TASKS
A: Using the passage on the UK leaving the EU Single Market and Customs Union, answer the following:
(i) According to the most feverish Remainers, what would happen to patients?
(ii) What do most sober commentators suspect about these predicted events?
(iii) What has the EU made absolutely clear?
B: Continue the passage on the UK leaving the EU Single Market and Customs Union from its final sentence.

TEXT FOR ANALYSIS
------------------------------------------------
The basic story is that if the UK suddenly leaves the EU’s Single Market and Customs Union, the world will go to hell in a handcart. According to the claims of the most feverish Remainers over the past couple of years, lorries would take forever to make it over the English Channel, fresh food would never get through before it rots, just-in-time car production would grind to a halt, planes would be unable to fly, tourists would need a visa to have two weeks in Torremolinos, our tap water would quickly become undrinkable, and patients would die for want of medicines.

But most sober commentators rather suspect that these things won’t happen. While the EU has made it absolutely clear that defending the principles of membership will be paramount, some kinds of disruption would be simple to avoid. Taking pragmatic measures to avoid the worst problems would not make it look like any member state leaving the EU could ‘have its cake and eat it’.
------------------------------------------------
DATA SUPPLIED
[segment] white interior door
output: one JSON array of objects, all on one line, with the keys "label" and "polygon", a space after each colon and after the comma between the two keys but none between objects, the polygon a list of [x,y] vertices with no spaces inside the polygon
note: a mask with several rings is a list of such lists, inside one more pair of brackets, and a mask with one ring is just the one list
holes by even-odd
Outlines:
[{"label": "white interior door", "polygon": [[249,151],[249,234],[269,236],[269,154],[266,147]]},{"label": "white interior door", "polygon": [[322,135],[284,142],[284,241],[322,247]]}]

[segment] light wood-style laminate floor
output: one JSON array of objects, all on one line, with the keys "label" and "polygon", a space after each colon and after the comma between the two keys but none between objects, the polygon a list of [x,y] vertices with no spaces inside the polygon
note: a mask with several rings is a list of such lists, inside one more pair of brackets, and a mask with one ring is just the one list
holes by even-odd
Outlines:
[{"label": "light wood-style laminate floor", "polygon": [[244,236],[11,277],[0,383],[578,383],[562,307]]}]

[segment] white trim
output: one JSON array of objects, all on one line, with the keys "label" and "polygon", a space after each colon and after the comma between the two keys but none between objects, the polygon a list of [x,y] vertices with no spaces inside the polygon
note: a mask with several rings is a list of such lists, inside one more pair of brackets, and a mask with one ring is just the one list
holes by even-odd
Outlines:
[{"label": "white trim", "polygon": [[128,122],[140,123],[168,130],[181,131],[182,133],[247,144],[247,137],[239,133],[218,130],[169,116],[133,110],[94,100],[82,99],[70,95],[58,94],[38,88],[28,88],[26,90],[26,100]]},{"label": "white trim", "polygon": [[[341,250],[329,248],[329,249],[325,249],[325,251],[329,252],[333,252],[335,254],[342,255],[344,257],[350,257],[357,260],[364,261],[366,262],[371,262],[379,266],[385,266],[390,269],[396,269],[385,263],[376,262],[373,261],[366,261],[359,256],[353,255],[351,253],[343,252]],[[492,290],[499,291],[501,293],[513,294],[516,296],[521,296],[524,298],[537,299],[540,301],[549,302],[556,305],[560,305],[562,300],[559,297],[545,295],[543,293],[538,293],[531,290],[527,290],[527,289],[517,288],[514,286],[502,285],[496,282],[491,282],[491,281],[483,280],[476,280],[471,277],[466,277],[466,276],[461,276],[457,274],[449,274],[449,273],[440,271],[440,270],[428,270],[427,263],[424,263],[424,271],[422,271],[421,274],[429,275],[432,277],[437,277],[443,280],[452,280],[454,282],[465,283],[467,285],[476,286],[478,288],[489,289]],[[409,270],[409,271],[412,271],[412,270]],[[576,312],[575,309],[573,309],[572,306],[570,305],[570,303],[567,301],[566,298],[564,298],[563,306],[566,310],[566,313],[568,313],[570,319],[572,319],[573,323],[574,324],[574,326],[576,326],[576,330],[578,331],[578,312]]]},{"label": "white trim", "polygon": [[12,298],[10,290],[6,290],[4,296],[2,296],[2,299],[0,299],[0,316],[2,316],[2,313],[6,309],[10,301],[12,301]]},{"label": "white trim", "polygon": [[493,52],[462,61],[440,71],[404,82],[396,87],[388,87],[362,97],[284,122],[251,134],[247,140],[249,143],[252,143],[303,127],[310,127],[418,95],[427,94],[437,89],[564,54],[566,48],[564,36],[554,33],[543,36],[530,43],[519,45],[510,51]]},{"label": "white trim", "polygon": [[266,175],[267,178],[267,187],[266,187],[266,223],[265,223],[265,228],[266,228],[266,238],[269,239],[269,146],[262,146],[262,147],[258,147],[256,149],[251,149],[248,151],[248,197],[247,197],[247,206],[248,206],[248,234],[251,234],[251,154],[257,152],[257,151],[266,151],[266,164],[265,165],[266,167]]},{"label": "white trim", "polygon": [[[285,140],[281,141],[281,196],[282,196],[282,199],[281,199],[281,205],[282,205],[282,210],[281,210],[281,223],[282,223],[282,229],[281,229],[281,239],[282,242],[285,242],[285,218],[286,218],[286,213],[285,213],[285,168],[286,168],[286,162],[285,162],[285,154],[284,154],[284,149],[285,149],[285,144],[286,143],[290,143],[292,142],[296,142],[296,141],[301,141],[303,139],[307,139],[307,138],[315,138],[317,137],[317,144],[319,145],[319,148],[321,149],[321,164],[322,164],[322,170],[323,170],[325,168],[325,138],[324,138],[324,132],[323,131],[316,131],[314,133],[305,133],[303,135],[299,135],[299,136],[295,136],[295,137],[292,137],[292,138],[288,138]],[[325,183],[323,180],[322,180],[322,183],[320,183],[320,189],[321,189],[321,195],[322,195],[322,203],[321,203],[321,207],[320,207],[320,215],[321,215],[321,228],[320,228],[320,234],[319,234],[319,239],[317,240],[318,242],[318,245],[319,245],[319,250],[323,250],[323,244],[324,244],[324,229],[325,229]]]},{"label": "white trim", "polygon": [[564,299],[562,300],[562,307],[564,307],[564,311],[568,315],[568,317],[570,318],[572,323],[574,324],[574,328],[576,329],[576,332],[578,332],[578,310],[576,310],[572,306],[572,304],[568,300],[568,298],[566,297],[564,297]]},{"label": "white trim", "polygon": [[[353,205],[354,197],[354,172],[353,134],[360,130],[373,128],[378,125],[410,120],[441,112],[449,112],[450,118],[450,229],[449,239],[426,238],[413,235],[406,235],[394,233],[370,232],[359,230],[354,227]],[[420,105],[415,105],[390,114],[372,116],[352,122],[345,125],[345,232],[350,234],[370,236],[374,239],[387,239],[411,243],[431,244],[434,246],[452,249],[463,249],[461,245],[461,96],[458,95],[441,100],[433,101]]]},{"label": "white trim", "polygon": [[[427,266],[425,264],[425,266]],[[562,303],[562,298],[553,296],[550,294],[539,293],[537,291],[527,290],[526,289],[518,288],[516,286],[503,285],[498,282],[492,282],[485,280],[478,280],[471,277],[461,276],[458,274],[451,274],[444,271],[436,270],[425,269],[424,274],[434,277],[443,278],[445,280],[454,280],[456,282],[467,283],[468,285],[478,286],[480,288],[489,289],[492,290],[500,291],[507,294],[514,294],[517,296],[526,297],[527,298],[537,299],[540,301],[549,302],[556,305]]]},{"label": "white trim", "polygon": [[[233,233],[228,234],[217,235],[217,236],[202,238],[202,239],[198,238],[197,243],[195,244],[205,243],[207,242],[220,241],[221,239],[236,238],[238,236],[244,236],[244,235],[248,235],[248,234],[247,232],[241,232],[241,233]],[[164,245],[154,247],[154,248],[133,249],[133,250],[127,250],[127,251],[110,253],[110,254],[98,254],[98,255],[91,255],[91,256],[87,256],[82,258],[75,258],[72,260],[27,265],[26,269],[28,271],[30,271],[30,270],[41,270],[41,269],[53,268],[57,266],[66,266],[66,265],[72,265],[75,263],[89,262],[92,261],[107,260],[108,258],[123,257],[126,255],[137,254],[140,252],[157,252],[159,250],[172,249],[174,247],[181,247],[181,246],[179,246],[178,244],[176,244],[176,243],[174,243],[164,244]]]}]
------------------------------------------------
SOLVED PROBLEMS
A:
(i) Patients would die for want of medicines.
(ii) They suspect that these things won't happen.
(iii) Defending the principles of membership will be paramount.

B:
In December last year, the EU confirmed some pragmatic, time-limited measures as a stopgap measure until long-term arrangements are agreed. These measures include: allowing UK citizens to remain in EU 27 countries; mutual recognition of certain financial instruments to guarantee financial stability; allowing flights to continue to EU airports and recognising aviation safety licences; allowing UK operators to continue to deliver goods to the EU; continuing to provide support for peace programmes in Northern Ireland.

Brits travelling to the EU will have much the same experience as if they travel to the US – that is, signing up online to a visa-waiver scheme for a few quid (seven euros, to be precise) and then being able to come and go for up to 90 days at a time without any further paperwork. No big deal for a fortnight in the sun, and you will only need to do it every three years. As for tap water, the boss of Thames Water has already confirmed that there will be ‘no disruption of water supplies in the UK’.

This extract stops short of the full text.